Turn the lines of all the rows below into a Markdown table with two columns, Number and Text. Number the lines consecutively, and leave out blank lines.

▸ Input:
• • •
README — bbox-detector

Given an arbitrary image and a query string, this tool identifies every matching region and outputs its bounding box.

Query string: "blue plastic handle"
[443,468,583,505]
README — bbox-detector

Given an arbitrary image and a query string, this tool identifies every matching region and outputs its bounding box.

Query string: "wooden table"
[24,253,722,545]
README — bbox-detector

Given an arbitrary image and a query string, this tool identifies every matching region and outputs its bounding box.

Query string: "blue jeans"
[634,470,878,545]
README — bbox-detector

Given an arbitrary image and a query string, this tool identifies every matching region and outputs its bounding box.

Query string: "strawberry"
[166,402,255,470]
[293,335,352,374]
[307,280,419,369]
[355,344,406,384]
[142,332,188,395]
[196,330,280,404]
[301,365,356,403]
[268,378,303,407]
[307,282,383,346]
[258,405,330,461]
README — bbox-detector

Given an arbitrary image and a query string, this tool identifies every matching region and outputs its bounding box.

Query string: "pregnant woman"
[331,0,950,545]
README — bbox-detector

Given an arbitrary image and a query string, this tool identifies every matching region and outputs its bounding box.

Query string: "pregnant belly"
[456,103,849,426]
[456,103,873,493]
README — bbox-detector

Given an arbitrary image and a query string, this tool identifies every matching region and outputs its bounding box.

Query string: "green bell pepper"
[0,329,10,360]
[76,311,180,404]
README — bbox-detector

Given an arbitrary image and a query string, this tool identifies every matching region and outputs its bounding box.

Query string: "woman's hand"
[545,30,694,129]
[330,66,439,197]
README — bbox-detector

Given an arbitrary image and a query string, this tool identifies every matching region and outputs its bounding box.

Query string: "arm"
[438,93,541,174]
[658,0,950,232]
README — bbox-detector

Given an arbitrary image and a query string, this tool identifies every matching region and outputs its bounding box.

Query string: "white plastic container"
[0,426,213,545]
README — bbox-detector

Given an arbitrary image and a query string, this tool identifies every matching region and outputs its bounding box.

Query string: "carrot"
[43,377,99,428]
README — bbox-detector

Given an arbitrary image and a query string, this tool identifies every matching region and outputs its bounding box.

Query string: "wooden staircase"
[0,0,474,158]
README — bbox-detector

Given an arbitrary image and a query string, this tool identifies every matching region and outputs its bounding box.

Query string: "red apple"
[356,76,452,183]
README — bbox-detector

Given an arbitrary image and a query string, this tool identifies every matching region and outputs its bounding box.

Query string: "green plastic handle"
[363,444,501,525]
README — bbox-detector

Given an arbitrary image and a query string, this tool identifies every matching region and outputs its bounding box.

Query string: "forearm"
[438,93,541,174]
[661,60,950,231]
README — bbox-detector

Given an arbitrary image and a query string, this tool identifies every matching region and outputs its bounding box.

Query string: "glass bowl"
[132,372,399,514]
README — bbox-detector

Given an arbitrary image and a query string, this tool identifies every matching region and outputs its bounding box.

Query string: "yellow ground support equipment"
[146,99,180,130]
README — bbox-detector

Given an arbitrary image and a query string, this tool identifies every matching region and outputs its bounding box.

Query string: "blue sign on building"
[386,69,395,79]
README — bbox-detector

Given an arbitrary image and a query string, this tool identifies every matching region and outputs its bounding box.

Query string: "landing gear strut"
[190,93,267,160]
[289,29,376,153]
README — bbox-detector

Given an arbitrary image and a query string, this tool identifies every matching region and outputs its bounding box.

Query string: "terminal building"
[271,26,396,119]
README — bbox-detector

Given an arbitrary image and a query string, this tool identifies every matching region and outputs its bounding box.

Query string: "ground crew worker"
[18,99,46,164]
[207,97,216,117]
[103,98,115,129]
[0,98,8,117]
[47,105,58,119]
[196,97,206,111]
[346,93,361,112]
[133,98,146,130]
• • •
▸ Right answer:
| Number | Text |
|---|---|
| 1 | README — bbox-detector |
| 2 | Given an arbitrary image and a query string, this tool identifies every matching region and outputs its bounding box. |
| 3 | Query string: "blue plastic handle" |
| 4 | [443,468,583,505] |
| 5 | README — bbox-detector |
| 6 | Given an arbitrary image and a query string, this tool identifies every matching region and outputs its bounding box. |
| 7 | Query string: "wooden table" |
| 8 | [24,253,722,545] |
| 9 | README — bbox-detector |
| 10 | Given an arbitrary image and a query string, this tool identifies every matching region and outputs its bounding box. |
| 11 | Query string: "blue jeans" |
| 12 | [634,470,878,545] |
| 13 | README — bbox-detector |
| 14 | Given an arbitrary image and a query string, this tool identifies every matching region and outputs its bounding box. |
| 15 | Query string: "strawberry" |
| 16 | [166,402,255,470] |
| 17 | [293,335,352,374] |
| 18 | [307,280,419,369] |
| 19 | [355,344,406,384] |
| 20 | [142,332,188,395] |
| 21 | [196,330,280,404] |
| 22 | [301,365,356,403] |
| 23 | [268,378,303,407] |
| 24 | [307,282,383,346] |
| 25 | [258,405,330,461] |
| 26 | README — bbox-detector |
| 27 | Given an arbitrary image and a query string, this tool identifies every matching region and outputs its bounding box. |
| 28 | Query string: "pregnant woman" |
| 29 | [331,0,950,545] |
| 30 | README — bbox-detector |
| 31 | Given an arbitrary image and a query string, this tool identifies every matching region and outputs its bounding box. |
| 32 | Query string: "pregnant belly" |
| 33 | [456,103,849,426] |
| 34 | [456,103,873,493] |
| 35 | README — bbox-detector |
| 36 | Given an arbitrary image and a query string, this tool identifies every matching region and outputs its bounding box. |
| 37 | Query string: "green bell pepper" |
| 38 | [0,329,10,360] |
| 39 | [76,311,180,404] |
| 40 | README — bbox-detector |
| 41 | Given an arbitrary image and a query string, this tool identifies every matching region and outputs its bounding box. |
| 42 | Query string: "woman's hand" |
| 43 | [545,30,694,129] |
| 44 | [330,66,439,197] |
| 45 | README — bbox-detector |
| 46 | Given an arbitrary image and a query string, this tool identifies every matching region and outputs its bounding box. |
| 47 | Query string: "arm" |
| 48 | [438,93,541,174] |
| 49 | [658,0,950,232] |
| 50 | README — bbox-detector |
| 51 | Given an arbitrary image and a query string, this tool identifies every matching region and outputs its bounding box. |
| 52 | Query string: "white plastic container" |
| 53 | [0,426,213,545] |
| 54 | README — bbox-detector |
| 55 | Given an arbitrary image and a query string, this tool identifies every matching region and outputs its bounding box. |
| 56 | Query string: "carrot" |
| 57 | [43,377,99,428] |
| 58 | README — bbox-detector |
| 59 | Given an arbitrary image and a query string, this tool identifies every matching region and outputs its bounding box. |
| 60 | Query string: "wooden staircase" |
| 61 | [0,0,474,158] |
| 62 | README — bbox-detector |
| 63 | Given an arbitrary image and a query string, this tool identifies every matching region and outputs its bounding box. |
| 64 | Query string: "red apple" |
| 65 | [356,76,452,183] |
| 66 | README — bbox-detector |
| 67 | Given an arbitrary image and a query string, this tool identifies every matching region and outputs its bounding box. |
| 68 | Query string: "green plastic handle" |
| 69 | [363,444,501,525] |
| 70 | README — bbox-detector |
| 71 | Given an arbitrary image and a query string, this tool identifies every matching region and outputs its bounding box. |
| 72 | Query string: "forearm" |
| 73 | [438,93,541,174] |
| 74 | [661,60,950,231] |
| 75 | README — bbox-detector |
| 76 | Given an arbitrary image and a query string, this tool identifies every matching region and outputs its bounding box. |
| 77 | Query string: "glass bowl" |
| 78 | [132,372,399,514] |
| 79 | README — bbox-detector |
| 80 | Given an arbitrary image and a query string, this tool identifies every matching region and outputs its bounding box. |
| 81 | Query string: "yellow ground support equipment" |
| 82 | [146,99,180,130] |
| 83 | README — bbox-detector |
| 84 | Given an arbitrary image and a query string, this tool identifies every matching region and outputs its bounding box. |
| 85 | Query string: "blue sign on building" |
| 86 | [386,69,395,79] |
| 87 | README — bbox-detector |
| 88 | Given an arbitrary image and a query string, this tool identifies every matching region and outputs its bounding box. |
| 89 | Query string: "landing gear strut" |
| 90 | [190,93,267,160] |
| 91 | [289,29,376,153] |
| 92 | README — bbox-detector |
| 93 | Given an arbitrary image and a query string, this tool identifies every matching region and outputs its bounding box. |
| 94 | Query string: "terminal building" |
| 95 | [271,26,396,119] |
| 96 | README — bbox-detector |
| 97 | Given an arbitrary image and a query string, this tool identifies every matching region and outputs its bounding box. |
| 98 | Query string: "ground crew worker" |
| 99 | [18,99,46,164] |
| 100 | [207,97,216,117] |
| 101 | [103,98,115,129] |
| 102 | [0,98,8,117] |
| 103 | [47,105,58,119] |
| 104 | [196,97,206,111] |
| 105 | [346,93,361,112] |
| 106 | [133,98,146,130] |